Stated task:
Copy these entries below word for word, changing nothing.

[Saved data entries]

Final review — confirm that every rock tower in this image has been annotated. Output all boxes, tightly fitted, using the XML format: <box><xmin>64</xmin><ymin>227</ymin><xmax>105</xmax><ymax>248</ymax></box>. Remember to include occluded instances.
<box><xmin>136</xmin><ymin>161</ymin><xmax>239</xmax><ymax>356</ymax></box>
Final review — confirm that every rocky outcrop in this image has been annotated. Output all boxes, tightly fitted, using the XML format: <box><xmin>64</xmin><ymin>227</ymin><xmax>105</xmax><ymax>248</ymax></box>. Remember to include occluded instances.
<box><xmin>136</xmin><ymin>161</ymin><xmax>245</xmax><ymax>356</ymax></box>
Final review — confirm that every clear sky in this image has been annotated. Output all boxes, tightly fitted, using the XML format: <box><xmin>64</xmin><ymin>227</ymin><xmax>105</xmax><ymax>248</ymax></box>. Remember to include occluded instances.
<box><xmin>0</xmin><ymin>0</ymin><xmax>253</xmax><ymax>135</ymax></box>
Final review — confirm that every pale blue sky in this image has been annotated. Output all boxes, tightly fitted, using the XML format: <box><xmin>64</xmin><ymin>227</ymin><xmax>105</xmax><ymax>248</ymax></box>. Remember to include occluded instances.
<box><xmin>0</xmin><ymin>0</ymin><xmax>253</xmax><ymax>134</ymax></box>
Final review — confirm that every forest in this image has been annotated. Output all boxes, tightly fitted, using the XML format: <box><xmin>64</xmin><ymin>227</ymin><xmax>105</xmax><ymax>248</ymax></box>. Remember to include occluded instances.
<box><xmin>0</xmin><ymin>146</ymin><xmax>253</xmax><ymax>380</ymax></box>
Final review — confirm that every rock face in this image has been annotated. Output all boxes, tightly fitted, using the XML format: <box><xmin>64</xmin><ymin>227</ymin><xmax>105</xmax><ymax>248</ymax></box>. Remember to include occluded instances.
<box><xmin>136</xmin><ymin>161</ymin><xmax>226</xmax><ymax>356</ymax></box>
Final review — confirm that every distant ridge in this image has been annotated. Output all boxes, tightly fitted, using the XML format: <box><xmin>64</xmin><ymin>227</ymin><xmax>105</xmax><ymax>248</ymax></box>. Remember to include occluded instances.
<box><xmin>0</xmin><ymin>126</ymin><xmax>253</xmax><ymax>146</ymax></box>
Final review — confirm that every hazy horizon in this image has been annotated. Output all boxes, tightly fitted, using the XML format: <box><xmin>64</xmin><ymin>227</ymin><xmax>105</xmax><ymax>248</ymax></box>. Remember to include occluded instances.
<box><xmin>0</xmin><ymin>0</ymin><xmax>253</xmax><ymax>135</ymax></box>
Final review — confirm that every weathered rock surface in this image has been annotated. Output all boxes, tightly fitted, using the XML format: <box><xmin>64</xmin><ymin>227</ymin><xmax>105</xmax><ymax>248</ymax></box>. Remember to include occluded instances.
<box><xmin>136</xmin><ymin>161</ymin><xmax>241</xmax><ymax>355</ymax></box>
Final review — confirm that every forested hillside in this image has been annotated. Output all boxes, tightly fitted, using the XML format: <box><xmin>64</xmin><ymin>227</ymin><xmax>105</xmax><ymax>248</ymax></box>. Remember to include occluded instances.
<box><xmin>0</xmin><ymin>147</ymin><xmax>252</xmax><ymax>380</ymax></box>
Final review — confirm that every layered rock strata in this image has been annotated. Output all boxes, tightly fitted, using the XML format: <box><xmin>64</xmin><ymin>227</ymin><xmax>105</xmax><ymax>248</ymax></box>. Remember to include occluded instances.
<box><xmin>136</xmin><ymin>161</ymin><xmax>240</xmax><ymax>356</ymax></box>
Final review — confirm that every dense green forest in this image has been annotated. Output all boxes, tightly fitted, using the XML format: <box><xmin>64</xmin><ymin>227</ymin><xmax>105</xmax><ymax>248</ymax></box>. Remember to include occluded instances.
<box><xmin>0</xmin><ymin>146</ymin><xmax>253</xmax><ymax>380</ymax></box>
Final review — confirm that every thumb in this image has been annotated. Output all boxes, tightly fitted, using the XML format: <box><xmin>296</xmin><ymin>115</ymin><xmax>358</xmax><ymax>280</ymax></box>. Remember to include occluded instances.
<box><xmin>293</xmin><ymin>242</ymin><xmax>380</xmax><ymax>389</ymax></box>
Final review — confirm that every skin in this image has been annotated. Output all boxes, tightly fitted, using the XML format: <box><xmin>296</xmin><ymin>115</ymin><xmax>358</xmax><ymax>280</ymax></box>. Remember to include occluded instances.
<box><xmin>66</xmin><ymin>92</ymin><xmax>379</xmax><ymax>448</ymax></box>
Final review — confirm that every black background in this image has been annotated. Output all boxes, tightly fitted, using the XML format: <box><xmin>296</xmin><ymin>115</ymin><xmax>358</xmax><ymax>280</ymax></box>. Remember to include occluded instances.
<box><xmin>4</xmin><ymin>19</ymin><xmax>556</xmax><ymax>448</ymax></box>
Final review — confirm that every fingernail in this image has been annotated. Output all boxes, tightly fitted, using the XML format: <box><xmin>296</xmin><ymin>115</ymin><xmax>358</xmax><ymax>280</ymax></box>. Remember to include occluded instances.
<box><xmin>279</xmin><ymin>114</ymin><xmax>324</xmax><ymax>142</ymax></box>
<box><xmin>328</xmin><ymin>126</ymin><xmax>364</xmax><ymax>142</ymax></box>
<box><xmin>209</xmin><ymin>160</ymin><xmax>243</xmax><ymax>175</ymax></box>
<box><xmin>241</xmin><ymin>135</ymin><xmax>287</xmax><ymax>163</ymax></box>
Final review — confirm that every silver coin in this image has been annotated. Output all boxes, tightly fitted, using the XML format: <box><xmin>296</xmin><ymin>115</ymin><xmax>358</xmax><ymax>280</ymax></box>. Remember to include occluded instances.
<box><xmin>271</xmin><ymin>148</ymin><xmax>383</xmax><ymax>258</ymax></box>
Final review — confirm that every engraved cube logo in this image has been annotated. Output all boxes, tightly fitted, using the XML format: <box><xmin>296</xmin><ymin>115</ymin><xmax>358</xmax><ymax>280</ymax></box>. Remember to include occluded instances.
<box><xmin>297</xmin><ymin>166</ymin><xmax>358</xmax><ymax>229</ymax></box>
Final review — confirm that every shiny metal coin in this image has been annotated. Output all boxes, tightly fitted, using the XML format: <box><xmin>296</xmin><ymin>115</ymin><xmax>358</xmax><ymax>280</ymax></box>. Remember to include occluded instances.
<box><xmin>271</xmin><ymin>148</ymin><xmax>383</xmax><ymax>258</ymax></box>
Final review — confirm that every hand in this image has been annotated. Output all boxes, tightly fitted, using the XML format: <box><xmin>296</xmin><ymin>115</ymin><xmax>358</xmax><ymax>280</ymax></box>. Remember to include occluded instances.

Reply:
Final review — confirm that every rock tower in this image has been annotated. Output all boxes, tightly fitted, using the XML format: <box><xmin>64</xmin><ymin>227</ymin><xmax>105</xmax><ymax>248</ymax></box>. Remember to include occluded instances.
<box><xmin>136</xmin><ymin>161</ymin><xmax>239</xmax><ymax>356</ymax></box>
Final review — confirm that every rocky outcrop in this image has been annotated. Output all boxes, tightly fitted, using the XML format: <box><xmin>64</xmin><ymin>227</ymin><xmax>105</xmax><ymax>248</ymax></box>. Remember to include occluded instances.
<box><xmin>136</xmin><ymin>161</ymin><xmax>245</xmax><ymax>356</ymax></box>
Final review — confirm that every clear sky in this image has been annotated. Output all boxes, tightly fitted, using the XML format: <box><xmin>64</xmin><ymin>227</ymin><xmax>105</xmax><ymax>248</ymax></box>. Remember to include occluded instances.
<box><xmin>0</xmin><ymin>0</ymin><xmax>253</xmax><ymax>135</ymax></box>
Final review — confirm that every pale blue sky in this image has been annotated. Output all boxes, tightly fitted, using the XML format: <box><xmin>64</xmin><ymin>227</ymin><xmax>105</xmax><ymax>248</ymax></box>. Remember to include occluded instances.
<box><xmin>0</xmin><ymin>0</ymin><xmax>253</xmax><ymax>134</ymax></box>
Final review — confirm that every forest in this image has been annotated. Output all boxes, tightly fitted, using the XML format: <box><xmin>64</xmin><ymin>227</ymin><xmax>105</xmax><ymax>248</ymax></box>. Remember to include occluded instances.
<box><xmin>0</xmin><ymin>146</ymin><xmax>253</xmax><ymax>380</ymax></box>
Final review — confirm that every rock face in this image has been annotated. Output all boxes, tightly fitted, using the XML format: <box><xmin>64</xmin><ymin>227</ymin><xmax>105</xmax><ymax>248</ymax></box>. Remember to include occluded instances.
<box><xmin>136</xmin><ymin>161</ymin><xmax>226</xmax><ymax>356</ymax></box>
Final review — confirm that every distant ridge in this image has been annotated. Output all boxes, tightly fitted, using the XML format: <box><xmin>64</xmin><ymin>227</ymin><xmax>105</xmax><ymax>248</ymax></box>. Remember to include occluded instances.
<box><xmin>0</xmin><ymin>126</ymin><xmax>253</xmax><ymax>146</ymax></box>
Final review — confirm that every hazy horizon in this image has been annotated. Output all boxes, tightly fitted, using the XML format: <box><xmin>64</xmin><ymin>227</ymin><xmax>105</xmax><ymax>248</ymax></box>. Remember to include occluded instances.
<box><xmin>0</xmin><ymin>0</ymin><xmax>253</xmax><ymax>135</ymax></box>
Final review — confirm that every weathered rock surface in this image has been annotated. Output all boxes, tightly fitted, using the XML format: <box><xmin>64</xmin><ymin>227</ymin><xmax>105</xmax><ymax>248</ymax></box>. Remember to include occluded instances.
<box><xmin>136</xmin><ymin>161</ymin><xmax>241</xmax><ymax>355</ymax></box>
Final review — confirm that every forested hillside in this image has been annotated. Output all boxes, tightly fitted, using the XML format: <box><xmin>64</xmin><ymin>227</ymin><xmax>105</xmax><ymax>248</ymax></box>. Remember to include occluded instances.
<box><xmin>0</xmin><ymin>147</ymin><xmax>252</xmax><ymax>380</ymax></box>
Final review — confirm that every layered rock strata in this image has been annotated. Output all boxes, tightly fitted, using the XML format: <box><xmin>64</xmin><ymin>227</ymin><xmax>105</xmax><ymax>248</ymax></box>. Remember to include occluded instances.
<box><xmin>136</xmin><ymin>161</ymin><xmax>240</xmax><ymax>356</ymax></box>
Final review — confirm that every dense green forest in this image has been annotated. Output all boxes, tightly fitted, using the XML format: <box><xmin>64</xmin><ymin>227</ymin><xmax>105</xmax><ymax>248</ymax></box>. Remember to include occluded instances.
<box><xmin>0</xmin><ymin>146</ymin><xmax>253</xmax><ymax>380</ymax></box>
Final review — confirm that every thumb in this image has been annotated. Output all boxes, tightly fitted, using the XML format: <box><xmin>296</xmin><ymin>115</ymin><xmax>358</xmax><ymax>280</ymax></box>. Remember to include occluded instances.
<box><xmin>293</xmin><ymin>242</ymin><xmax>380</xmax><ymax>389</ymax></box>
Final review — confirm that every skin in this image has been annotated. Output all boxes, tightly fitted, using the XML format: <box><xmin>296</xmin><ymin>115</ymin><xmax>358</xmax><ymax>280</ymax></box>. Remember to include occluded instances.
<box><xmin>66</xmin><ymin>92</ymin><xmax>379</xmax><ymax>448</ymax></box>
Final review — confirm that every black background in this image has been annotated. Output all boxes, tightly fitted, using the XML format: <box><xmin>296</xmin><ymin>115</ymin><xmax>358</xmax><ymax>280</ymax></box>. Remember to include occluded instances.
<box><xmin>4</xmin><ymin>19</ymin><xmax>556</xmax><ymax>448</ymax></box>
Final review — confirm that every fingernail in this image has been annotated. Output all boxes, tightly fitted, using the XML format: <box><xmin>296</xmin><ymin>115</ymin><xmax>358</xmax><ymax>280</ymax></box>. Remember to include occluded instances.
<box><xmin>279</xmin><ymin>114</ymin><xmax>324</xmax><ymax>142</ymax></box>
<box><xmin>328</xmin><ymin>126</ymin><xmax>364</xmax><ymax>142</ymax></box>
<box><xmin>209</xmin><ymin>160</ymin><xmax>243</xmax><ymax>175</ymax></box>
<box><xmin>241</xmin><ymin>135</ymin><xmax>287</xmax><ymax>163</ymax></box>
Final review — confirm that every silver coin in this image has been annotated. Output all boxes, tightly fitted, using the XML format: <box><xmin>296</xmin><ymin>115</ymin><xmax>358</xmax><ymax>280</ymax></box>. Remember to include occluded instances.
<box><xmin>271</xmin><ymin>148</ymin><xmax>383</xmax><ymax>258</ymax></box>
Final review — confirm that every engraved cube logo in this image has been annotated. Output all boxes, tightly fitted, using the XML format: <box><xmin>296</xmin><ymin>115</ymin><xmax>358</xmax><ymax>280</ymax></box>. Remember to include occluded instances.
<box><xmin>297</xmin><ymin>166</ymin><xmax>358</xmax><ymax>229</ymax></box>
Final review — confirm that every shiny metal coin in this image has been annotated. Output all boxes, tightly fitted, using the XML format: <box><xmin>296</xmin><ymin>115</ymin><xmax>358</xmax><ymax>280</ymax></box>. Remember to include occluded instances.
<box><xmin>271</xmin><ymin>148</ymin><xmax>383</xmax><ymax>258</ymax></box>
Final review — confirm that every hand in this image has been annotated. Output all boxes, tightly fitted, using the XML format: <box><xmin>296</xmin><ymin>115</ymin><xmax>358</xmax><ymax>280</ymax></box>. Remember to include occluded instances.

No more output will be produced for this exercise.